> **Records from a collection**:
========================================
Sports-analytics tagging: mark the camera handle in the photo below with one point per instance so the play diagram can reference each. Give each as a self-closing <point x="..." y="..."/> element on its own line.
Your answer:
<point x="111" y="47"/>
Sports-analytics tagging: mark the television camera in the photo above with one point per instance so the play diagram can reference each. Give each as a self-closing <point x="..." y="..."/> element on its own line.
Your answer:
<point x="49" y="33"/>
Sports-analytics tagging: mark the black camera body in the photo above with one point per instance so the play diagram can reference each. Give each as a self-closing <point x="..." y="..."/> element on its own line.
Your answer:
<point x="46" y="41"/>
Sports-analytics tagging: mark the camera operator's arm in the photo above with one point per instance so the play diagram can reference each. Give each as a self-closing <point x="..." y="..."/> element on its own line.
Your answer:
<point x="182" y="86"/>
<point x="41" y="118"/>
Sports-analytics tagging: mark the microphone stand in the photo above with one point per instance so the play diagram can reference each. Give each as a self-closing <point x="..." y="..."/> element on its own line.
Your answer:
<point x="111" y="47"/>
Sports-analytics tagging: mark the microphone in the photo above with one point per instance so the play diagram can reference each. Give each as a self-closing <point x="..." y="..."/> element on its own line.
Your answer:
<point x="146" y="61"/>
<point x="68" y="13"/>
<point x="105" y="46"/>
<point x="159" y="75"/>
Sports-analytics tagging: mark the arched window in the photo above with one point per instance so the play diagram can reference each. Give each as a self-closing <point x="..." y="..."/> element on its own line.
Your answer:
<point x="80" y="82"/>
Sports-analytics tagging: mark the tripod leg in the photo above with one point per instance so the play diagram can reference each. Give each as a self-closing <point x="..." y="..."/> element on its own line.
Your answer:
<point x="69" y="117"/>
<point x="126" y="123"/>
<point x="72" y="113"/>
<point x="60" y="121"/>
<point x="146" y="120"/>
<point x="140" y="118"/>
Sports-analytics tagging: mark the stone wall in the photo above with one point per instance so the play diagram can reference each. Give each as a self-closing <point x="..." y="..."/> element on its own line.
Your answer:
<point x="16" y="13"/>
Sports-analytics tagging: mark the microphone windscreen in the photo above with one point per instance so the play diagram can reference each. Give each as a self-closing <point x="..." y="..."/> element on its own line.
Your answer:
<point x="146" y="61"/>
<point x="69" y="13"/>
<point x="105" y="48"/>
========================================
Set down the entries again exactly as they are.

Sports-analytics tagging: mark the camera handle in the photo below with one point per instance so the play diagram can reference each. Give each as a self-closing <point x="..." y="..."/> element on its own line.
Your answer:
<point x="111" y="47"/>
Sports-analytics tagging: mark the television camera in the photo above with one point per instance so the play diagram can reference each. Give each as a self-closing <point x="..." y="..."/> element on its own line.
Your answer:
<point x="49" y="33"/>
Sports-analytics tagging: mark the black camera body in the photo above with one point per instance so the play diagram can reference each. Give each as a self-closing <point x="..." y="..."/> element on its own line.
Your answer:
<point x="46" y="41"/>
Sports-analytics tagging: mark the camera operator's arm in the photo above with one point per instance so the play diagram can reference each. Give each as a self-closing <point x="..." y="..."/> element on its own line.
Your answer:
<point x="182" y="86"/>
<point x="41" y="118"/>
Sports-analytics tagging: mark the microphone stand in the photo above with one point per instance so the play diagram can reference each. Give each as a self-closing <point x="..." y="..."/> element on its own line.
Your answer:
<point x="111" y="47"/>
Sports-analytics tagging: mark the microphone in the photo above with one point per instance so the play diagram can reference each. Give each as a self-closing <point x="..." y="..."/> element on its own line.
Your answer:
<point x="146" y="61"/>
<point x="68" y="13"/>
<point x="105" y="46"/>
<point x="159" y="75"/>
Sports-analytics tagging: mark the arched window in the photo above with one point per instance so the play diagram can reference each. Give each as a self-closing <point x="..." y="..."/> element on its own line.
Your answer:
<point x="80" y="82"/>
Sports-analytics tagging: mark the tripod leg in the photo above with one point per instance so the play diagram can reference each. Give each as a self-closing <point x="..." y="..."/> element on its own line.
Your answer:
<point x="69" y="117"/>
<point x="126" y="123"/>
<point x="72" y="113"/>
<point x="60" y="121"/>
<point x="146" y="120"/>
<point x="140" y="118"/>
Sports-analytics tagging: mark the stone wall in the photo above with one point per instance so the play diagram can reference each. Give each as a self-closing <point x="..." y="..."/> element on its own line.
Your answer:
<point x="16" y="13"/>
Sports-analytics tagging: mark the microphone windscreen in the photo above with one point per instance so the play diagram can reference each. Give each as a self-closing <point x="..." y="..."/> element on its own line.
Your answer:
<point x="146" y="61"/>
<point x="69" y="13"/>
<point x="105" y="48"/>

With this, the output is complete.